> **VOTRE TRAVAIL**
1. Renvoyez le passage de l'article sur l'est de l'Ukraine compris entre « Dans l'Est de » et « vie est éternelle. », bornes incluses.
2. Relevez tous les noms de pays, de régions et de localités cités dans l'article sur l'est de l'Ukraine.

Dans l'Est de l'Ukraine, «continuer à vivre» face à une guerre d'usure

  • Dans son quartier quasi-vidé de ses habitants, les rues sont patrouillées par des soldats ukrainiens tendus:
  • Dans cette région du Donbass, ils savent que beaucoup penchent pour la Russie

BARVINKOVE : Dans son jardin de l'est de l'Ukraine, Valentina Pryss, médecin retraitée, arrache les mauvaises herbes avec en tête une maxime qui l'aide à garder le moral: les guerres passent, la vie est éternelle.

Comme pour beaucoup d'Ukrainiens, sa vie actuelle est pleine de douloureuses contradictions: elle aime la Russie mais ne parle plus à ses proches moscovites. Ces derniers refusent de croire que le Kremlin a lancé une invasion sanglante de l'Ukraine, qui a ravagé la localité où elle habite, Barvinkové, à une centaine de kilomètres à l'ouest de Severodonetsk.

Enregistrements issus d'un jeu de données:
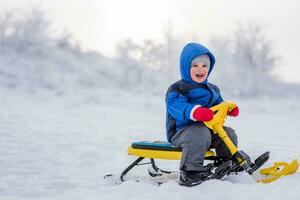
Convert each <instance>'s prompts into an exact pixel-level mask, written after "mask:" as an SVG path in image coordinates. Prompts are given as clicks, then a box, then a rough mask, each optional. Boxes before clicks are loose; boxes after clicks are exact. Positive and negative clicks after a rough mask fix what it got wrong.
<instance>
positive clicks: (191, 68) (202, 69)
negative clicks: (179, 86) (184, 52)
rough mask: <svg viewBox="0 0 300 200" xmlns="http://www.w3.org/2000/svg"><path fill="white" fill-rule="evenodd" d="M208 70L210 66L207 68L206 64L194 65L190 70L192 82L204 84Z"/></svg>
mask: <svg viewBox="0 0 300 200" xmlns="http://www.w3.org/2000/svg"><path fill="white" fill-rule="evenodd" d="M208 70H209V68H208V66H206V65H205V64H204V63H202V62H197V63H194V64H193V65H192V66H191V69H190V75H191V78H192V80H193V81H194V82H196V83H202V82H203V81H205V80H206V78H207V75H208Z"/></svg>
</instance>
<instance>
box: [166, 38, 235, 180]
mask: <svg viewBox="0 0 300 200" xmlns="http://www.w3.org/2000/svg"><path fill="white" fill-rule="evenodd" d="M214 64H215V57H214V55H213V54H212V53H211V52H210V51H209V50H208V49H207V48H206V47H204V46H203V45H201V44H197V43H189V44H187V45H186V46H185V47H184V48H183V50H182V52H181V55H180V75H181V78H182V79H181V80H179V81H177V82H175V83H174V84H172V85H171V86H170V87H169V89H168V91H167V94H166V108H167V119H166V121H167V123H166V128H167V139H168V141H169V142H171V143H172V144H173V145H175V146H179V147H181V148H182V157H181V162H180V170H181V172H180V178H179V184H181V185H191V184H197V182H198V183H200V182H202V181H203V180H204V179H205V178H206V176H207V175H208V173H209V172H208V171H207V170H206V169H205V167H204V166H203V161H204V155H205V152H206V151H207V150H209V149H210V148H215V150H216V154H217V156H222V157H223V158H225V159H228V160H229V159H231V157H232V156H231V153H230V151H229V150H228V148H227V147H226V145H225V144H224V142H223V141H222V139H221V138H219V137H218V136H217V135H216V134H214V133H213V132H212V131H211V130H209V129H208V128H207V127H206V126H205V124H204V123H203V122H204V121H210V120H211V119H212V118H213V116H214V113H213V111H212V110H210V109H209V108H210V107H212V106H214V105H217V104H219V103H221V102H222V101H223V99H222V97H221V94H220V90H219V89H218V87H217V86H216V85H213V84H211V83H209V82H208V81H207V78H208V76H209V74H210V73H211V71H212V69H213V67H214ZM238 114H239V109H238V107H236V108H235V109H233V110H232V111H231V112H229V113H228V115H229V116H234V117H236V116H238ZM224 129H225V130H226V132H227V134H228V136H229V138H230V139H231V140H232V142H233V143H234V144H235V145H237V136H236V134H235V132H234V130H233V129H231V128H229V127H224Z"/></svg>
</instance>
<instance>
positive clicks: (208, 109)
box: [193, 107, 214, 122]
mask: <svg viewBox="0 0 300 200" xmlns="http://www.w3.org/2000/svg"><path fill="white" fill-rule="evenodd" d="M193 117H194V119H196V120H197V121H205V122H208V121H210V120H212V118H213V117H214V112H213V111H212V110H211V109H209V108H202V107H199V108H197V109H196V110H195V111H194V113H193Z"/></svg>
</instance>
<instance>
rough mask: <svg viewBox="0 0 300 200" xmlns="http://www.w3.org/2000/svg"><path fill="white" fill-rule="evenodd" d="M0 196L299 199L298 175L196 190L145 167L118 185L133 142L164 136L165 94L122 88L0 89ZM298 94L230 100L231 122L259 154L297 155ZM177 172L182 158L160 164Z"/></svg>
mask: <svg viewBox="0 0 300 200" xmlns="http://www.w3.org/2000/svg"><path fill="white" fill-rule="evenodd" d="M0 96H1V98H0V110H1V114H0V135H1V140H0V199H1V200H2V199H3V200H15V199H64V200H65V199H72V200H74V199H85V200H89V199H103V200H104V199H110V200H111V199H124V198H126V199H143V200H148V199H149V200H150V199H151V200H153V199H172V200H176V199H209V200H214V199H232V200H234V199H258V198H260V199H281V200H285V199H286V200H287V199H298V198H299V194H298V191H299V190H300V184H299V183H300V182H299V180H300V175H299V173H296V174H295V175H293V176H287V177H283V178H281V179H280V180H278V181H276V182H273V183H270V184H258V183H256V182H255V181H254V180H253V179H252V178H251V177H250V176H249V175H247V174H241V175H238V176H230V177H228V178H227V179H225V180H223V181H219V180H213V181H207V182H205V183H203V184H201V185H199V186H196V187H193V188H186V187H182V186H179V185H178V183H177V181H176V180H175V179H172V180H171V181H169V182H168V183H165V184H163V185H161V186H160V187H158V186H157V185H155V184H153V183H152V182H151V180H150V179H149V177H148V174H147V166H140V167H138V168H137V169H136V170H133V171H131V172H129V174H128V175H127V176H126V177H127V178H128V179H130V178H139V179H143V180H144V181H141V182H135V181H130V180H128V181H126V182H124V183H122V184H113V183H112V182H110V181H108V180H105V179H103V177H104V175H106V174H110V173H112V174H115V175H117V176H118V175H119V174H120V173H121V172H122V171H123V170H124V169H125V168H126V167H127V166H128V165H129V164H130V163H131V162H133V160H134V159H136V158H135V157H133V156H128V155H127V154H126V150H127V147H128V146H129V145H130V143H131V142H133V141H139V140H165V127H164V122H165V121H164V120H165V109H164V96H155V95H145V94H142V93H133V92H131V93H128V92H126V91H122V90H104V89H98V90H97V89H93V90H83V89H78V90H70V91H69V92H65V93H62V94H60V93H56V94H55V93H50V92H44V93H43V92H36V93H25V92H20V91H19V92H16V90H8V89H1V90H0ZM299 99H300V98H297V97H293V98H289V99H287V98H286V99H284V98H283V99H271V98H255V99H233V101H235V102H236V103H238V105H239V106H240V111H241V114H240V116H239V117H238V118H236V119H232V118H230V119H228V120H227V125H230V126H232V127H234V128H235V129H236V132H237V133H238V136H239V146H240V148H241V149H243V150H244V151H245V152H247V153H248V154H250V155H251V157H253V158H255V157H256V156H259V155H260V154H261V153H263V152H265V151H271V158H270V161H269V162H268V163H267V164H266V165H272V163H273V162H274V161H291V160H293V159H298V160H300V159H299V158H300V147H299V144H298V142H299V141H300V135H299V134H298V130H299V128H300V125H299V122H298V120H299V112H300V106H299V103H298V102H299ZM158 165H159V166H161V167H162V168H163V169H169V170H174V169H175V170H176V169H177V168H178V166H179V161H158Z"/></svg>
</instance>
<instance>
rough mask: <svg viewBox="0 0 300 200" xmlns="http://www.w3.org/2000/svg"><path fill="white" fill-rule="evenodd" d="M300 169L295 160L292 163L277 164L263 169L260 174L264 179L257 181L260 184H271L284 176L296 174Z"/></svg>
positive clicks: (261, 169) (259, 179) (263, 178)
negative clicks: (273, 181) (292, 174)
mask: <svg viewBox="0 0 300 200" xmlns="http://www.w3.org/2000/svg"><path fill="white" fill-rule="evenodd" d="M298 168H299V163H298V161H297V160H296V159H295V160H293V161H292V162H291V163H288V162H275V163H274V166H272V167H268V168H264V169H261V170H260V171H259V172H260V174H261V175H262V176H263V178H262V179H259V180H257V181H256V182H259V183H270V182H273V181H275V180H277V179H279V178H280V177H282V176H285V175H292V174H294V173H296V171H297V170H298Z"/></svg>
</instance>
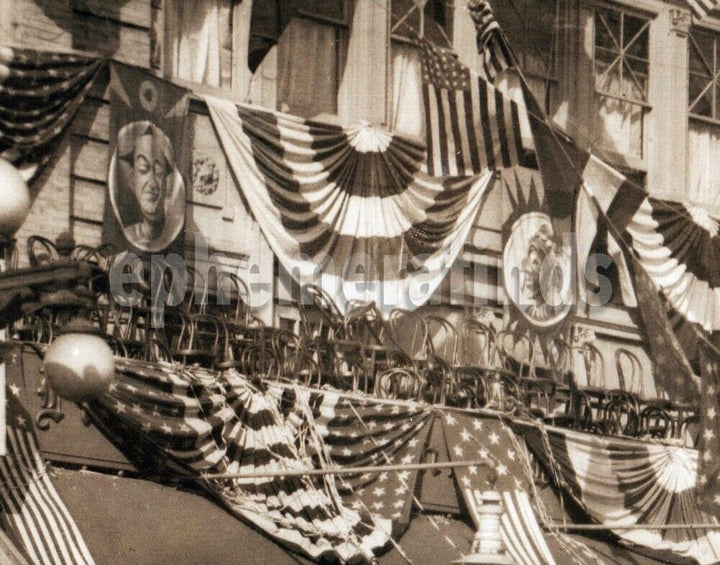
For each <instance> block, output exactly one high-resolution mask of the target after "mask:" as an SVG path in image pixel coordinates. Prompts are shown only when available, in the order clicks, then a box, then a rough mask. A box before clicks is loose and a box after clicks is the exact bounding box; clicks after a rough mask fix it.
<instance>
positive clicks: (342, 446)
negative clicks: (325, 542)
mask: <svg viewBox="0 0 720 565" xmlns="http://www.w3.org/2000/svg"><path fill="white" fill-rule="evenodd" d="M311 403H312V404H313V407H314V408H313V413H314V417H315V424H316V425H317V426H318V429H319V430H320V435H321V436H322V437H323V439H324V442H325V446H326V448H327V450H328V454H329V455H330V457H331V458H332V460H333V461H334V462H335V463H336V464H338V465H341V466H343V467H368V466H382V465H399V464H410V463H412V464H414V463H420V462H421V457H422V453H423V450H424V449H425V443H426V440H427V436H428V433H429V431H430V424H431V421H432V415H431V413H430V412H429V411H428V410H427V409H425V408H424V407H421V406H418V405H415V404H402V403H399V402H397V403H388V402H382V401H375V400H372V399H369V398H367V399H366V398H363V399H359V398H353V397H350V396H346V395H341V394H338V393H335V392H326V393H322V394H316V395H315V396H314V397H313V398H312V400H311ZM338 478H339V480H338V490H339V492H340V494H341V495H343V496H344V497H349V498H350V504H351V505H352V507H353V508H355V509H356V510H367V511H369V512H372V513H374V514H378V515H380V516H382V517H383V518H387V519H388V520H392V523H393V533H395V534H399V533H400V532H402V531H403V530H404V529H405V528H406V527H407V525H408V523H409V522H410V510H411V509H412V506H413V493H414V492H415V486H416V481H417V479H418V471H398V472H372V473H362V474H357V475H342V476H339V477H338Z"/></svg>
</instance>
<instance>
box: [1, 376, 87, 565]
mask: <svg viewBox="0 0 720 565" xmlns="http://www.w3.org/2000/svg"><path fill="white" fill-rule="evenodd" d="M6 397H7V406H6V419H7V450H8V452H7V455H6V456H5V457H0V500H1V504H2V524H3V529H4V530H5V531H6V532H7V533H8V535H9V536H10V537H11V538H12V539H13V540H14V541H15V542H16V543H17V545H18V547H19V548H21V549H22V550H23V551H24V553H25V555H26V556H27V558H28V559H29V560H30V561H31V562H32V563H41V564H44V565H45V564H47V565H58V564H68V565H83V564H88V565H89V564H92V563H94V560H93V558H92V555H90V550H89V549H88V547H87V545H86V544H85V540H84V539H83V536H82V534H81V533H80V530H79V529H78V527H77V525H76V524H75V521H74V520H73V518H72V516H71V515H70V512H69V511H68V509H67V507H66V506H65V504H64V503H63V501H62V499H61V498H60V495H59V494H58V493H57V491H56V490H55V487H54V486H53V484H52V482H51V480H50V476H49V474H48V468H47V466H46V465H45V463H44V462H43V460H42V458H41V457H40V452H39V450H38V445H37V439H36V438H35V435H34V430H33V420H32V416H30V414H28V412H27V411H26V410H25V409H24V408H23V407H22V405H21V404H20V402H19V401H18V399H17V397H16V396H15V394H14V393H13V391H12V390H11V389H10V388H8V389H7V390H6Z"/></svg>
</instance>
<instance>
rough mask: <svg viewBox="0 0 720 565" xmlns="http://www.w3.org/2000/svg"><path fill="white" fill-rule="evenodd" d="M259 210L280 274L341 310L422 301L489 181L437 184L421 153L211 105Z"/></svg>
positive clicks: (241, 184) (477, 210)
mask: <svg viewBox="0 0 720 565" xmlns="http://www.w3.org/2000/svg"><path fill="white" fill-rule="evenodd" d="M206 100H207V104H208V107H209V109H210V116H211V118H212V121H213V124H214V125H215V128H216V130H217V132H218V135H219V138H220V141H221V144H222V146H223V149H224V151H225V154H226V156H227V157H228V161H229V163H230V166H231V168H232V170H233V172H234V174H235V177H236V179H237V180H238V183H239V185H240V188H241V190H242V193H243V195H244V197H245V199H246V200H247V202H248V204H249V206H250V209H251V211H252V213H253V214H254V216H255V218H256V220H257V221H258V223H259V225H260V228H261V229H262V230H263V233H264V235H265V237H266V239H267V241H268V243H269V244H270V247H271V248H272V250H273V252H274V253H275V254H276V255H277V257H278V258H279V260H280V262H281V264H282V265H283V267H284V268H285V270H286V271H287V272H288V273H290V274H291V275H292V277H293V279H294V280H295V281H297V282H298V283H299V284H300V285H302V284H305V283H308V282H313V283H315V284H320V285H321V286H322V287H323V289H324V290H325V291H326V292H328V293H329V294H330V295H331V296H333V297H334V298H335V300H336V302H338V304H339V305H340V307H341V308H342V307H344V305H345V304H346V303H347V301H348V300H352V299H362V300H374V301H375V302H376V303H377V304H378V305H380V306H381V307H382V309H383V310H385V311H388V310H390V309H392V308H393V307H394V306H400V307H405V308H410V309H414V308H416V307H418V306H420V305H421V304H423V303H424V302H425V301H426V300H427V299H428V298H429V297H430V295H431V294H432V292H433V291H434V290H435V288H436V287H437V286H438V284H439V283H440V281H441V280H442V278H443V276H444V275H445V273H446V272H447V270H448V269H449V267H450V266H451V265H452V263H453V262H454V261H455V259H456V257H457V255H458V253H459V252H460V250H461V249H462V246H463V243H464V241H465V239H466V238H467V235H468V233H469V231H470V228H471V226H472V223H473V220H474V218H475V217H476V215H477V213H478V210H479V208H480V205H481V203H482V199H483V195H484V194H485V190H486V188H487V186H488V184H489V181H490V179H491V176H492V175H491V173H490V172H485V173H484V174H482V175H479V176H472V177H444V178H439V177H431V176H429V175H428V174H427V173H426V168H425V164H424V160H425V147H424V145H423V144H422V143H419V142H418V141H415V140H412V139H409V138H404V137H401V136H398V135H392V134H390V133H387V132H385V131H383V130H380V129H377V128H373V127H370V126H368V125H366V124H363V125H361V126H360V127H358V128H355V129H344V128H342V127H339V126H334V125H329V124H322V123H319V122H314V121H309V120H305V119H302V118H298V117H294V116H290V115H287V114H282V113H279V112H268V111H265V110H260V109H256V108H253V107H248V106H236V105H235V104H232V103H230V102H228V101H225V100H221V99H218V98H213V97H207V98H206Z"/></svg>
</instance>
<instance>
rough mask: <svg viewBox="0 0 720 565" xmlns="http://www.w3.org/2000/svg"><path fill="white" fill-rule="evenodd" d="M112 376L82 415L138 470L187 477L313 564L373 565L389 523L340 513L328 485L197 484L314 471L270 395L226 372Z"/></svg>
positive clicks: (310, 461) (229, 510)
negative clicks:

> **CORRIGÉS CI-DESSOUS**
1.
Dans l'Est de l'Ukraine, «continuer à vivre» face à une guerre d'usure

  • Dans son quartier quasi-vidé de ses habitants, les rues sont patrouillées par des soldats ukrainiens tendus:
  • Dans cette région du Donbass, ils savent que beaucoup penchent pour la Russie

BARVINKOVE : Dans son jardin de l'est de l'Ukraine, Valentina Pryss, médecin retraitée, arrache les mauvaises herbes avec en tête une maxime qui l'aide à garder le moral: les guerres passent, la vie est éternelle.

2. Ukraine, Donbass, Russie, Barvinkové, Severodonetsk